Pull every line that holds the word "Please" from the entries.

|---|

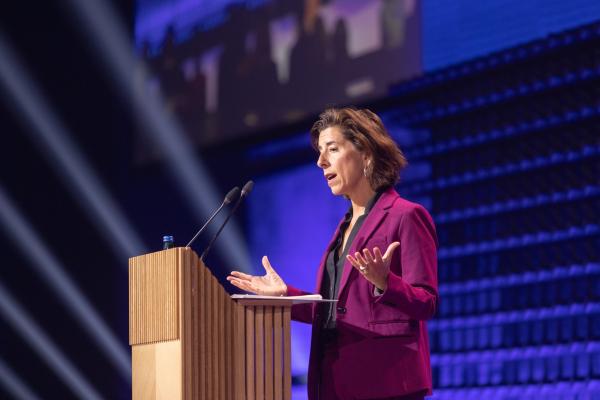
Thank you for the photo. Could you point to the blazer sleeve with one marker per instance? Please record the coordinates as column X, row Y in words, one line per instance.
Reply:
column 301, row 312
column 412, row 285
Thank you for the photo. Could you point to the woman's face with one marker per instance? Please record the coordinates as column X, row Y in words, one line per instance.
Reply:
column 342, row 163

|---|

Response to the task =>
Thank you for the photo. Could you point to the blazer sleeve with one marker per instance? Please record the coordinates as column X, row Y in words, one line per instance.
Thank you for the photo. Could you point to the woman's face with one marker per instance? Please record the coordinates as column X, row Y in words, one line per instance.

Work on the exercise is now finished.